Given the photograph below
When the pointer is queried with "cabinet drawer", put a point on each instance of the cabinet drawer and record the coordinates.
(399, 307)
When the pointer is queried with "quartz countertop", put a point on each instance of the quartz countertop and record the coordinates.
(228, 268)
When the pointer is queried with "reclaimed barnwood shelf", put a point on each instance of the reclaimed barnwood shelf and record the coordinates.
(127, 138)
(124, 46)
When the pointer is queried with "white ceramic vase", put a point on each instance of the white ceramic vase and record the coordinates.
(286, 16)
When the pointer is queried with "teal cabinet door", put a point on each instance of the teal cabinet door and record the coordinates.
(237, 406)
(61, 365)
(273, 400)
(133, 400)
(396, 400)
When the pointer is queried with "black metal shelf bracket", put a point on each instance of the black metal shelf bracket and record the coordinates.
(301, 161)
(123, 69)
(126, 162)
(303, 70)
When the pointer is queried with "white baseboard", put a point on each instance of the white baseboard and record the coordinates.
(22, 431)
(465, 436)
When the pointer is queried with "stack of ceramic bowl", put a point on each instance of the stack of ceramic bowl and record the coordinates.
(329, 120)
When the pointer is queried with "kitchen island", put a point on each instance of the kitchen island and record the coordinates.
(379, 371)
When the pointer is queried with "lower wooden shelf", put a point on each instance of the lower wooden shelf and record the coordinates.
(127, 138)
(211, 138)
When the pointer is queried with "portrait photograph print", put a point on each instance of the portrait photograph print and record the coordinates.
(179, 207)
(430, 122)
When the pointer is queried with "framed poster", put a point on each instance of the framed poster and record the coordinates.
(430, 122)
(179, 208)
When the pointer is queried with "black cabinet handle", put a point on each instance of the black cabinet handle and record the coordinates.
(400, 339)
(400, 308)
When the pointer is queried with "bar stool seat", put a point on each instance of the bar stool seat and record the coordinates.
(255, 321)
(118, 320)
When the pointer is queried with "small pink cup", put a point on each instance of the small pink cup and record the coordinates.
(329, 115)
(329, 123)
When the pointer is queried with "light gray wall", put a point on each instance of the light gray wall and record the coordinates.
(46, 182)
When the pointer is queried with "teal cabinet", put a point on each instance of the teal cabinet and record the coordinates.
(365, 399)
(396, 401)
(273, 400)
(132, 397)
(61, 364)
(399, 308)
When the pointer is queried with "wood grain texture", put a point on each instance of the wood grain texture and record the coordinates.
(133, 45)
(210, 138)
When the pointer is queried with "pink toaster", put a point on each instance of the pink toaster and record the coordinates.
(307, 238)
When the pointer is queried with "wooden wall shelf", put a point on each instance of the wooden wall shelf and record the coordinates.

————

## INSTRUCTIONS FOR THE TASK
Arrange the lines above, starting at the line that contains "print and record the coordinates." and ending with the last line of the records, as a JSON list of strings with one string per line and blank lines left out.

## CORRECT OUTPUT
[
  "When the pointer is queried with \"portrait photograph print\", put a point on each instance of the portrait photograph print and record the coordinates.",
  "(179, 207)",
  "(430, 122)",
  "When the pointer is queried with \"framed poster\", put a point on each instance of the framed poster and record the coordinates.",
  "(430, 122)",
  "(179, 208)",
  "When the pointer is queried with \"black cabinet handle\", put a point on each instance of the black cabinet handle and record the coordinates.",
  "(400, 339)",
  "(400, 308)",
  "When the pointer is queried with \"bar stool seat\", put a point on each instance of the bar stool seat and record the coordinates.",
  "(255, 321)",
  "(118, 320)",
  "When the pointer is queried with \"small pink cup\", put a point on each instance of the small pink cup and record the coordinates.",
  "(329, 115)",
  "(329, 123)",
  "When the pointer is queried with \"light gray wall\", put a point on each instance of the light gray wall and record the coordinates.",
  "(46, 182)",
  "When the pointer is queried with \"teal cabinet\", put a point on each instance of the teal cabinet and record the coordinates.",
  "(365, 399)",
  "(396, 401)",
  "(273, 400)",
  "(132, 397)",
  "(61, 364)",
  "(399, 308)",
  "When the pointer is queried with \"wood grain texture\", put a point on each instance of the wood grain texture and record the coordinates.",
  "(133, 45)",
  "(210, 138)",
  "When the pointer is queried with \"pink toaster\", put a point on each instance of the pink toaster and record the coordinates.",
  "(307, 238)",
  "When the pointer is queried with \"wooden wall shelf\", put a point on each instance of the wooden wall shelf and record the coordinates."
]